━━━━━ PASSAGE GIVEN ━━━━━

Charles Wepner (born February 26, 1939) is an American former professional boxer. He fell just nineteen seconds short of a full fifteen rounds against world heavyweight champion Muhammad Ali in a 1975 championship fight. Wepner also scored notable wins over Randy Neumann and former world heavyweight champion Ernie Terrell. He was also the last man to fight former undisputed world heavyweight champion Sonny Liston.

Wepner's boxing career, and fight with Ali after, inspired the 1976 film Rocky, and other life events were chronicled in the 2016 film, Chuck. He was also the subject of the 2019 film The Brawler.

Early life 
Charles Wepner was born on February 26, 1939, in New York City. He is of German, Ukrainian, and Polish descent.

Wepner learned to fight on the streets of Bayonne, New Jersey, saying, "This was a tough town with a lot of people from the docks and the naval base and you had to fight to survive". Wepner was about a year old when he moved in with his grandmother on 28th Street near Hudson Boulevard (now Kennedy Boulevard). He was raised by his mother and grandparents, living in a room that was a converted coal shed until he was 13. He was an avid player of sports in his youth, playing basketball for the Police Athletic League. At Bayonne High School, his height helped him get a spot on the basketball team.

At the age of 15, Wepner opted to join the U.S. Marines, inspired by the movie Battle Cry. In the marines he became a member of the boxing team, developing a reputation for being able to withstand other boxers' punches, and becoming a military champion at one of the airbases. A 1975 Sports Illustrated article said that Wepner had saved the lives of three Marine pilots, pulling them from blazing airplanes.

Career 
Wepner turned professional in 1964 and became a popular boxer on the Northeast's Club Boxing circuit, where he began posting many wins and some losses fighting throughout the region, including in arenas close to his boyhood home such as North Bergen and Secaucus.

Nicknamed "The Bayonne Bleeder" due to repeated facial injuries in the ring, he took the name that was initially meant as an insult and made it his nom de guerre. In an interview with the BBC, Wepner said "I was a big bleeder. I had 328 stitches in my career. My nose was broken nine times in 16 years. And, uh, it never fazed me, you know?"

━━━━━

» **TO BE DONE**:
- a) According to the Wepner biography, at what age did Wepner join the U.S. Marines?
- b) From the Wepner biography, write out the part that opens with the words containing "Wepner's boxing career, and" and closes with "film The Brawler.".
The material after this point comes from a separate source unrelated to the Wepner biography.

━━━━━ EXCERPTED RECORDS ━━━━━

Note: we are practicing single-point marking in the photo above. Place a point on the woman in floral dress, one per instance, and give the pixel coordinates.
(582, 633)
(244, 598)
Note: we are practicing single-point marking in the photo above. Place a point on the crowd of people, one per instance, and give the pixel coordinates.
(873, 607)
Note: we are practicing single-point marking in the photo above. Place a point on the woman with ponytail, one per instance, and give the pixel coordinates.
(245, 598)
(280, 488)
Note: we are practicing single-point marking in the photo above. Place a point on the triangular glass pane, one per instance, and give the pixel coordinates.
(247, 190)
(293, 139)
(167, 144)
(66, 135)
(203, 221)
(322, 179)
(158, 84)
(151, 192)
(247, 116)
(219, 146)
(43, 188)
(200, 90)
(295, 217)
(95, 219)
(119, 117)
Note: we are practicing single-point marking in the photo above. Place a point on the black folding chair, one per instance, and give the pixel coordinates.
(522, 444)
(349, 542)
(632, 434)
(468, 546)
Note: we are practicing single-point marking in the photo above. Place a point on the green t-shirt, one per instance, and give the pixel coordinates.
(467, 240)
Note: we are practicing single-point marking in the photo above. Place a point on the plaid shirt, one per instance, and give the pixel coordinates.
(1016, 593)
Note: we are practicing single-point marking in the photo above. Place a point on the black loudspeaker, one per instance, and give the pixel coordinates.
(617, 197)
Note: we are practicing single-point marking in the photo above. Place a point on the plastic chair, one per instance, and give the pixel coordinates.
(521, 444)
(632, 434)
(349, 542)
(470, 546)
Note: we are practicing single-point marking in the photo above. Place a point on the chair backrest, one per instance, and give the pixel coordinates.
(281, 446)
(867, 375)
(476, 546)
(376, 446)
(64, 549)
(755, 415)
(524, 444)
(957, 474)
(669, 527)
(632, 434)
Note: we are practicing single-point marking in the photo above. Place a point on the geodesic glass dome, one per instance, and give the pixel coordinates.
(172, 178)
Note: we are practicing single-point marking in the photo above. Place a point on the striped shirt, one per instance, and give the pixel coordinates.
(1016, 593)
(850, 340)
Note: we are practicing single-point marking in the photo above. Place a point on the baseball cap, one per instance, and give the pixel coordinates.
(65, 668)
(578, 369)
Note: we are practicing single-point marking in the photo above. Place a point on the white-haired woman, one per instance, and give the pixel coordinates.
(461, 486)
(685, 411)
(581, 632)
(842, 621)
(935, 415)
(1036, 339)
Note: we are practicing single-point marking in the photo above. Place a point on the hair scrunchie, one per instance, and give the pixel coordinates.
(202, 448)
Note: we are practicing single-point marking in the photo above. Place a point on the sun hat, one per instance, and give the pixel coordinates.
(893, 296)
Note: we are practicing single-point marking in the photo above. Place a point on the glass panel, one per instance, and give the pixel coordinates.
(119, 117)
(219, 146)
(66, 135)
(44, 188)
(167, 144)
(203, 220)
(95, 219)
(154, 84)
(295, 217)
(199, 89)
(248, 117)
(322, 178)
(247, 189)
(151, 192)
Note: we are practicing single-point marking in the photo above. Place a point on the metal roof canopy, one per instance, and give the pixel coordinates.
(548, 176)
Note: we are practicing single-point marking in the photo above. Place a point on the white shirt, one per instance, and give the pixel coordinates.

━━━━━

» **RESULTS FOR THE EXERCISE**:
- a) He joined at the age of 15.

- b)
Wepner's boxing career, and fight with Ali after, inspired the 1976 film Rocky, and other life events were chronicled in the 2016 film, Chuck. He was also the subject of the 2019 film The Brawler.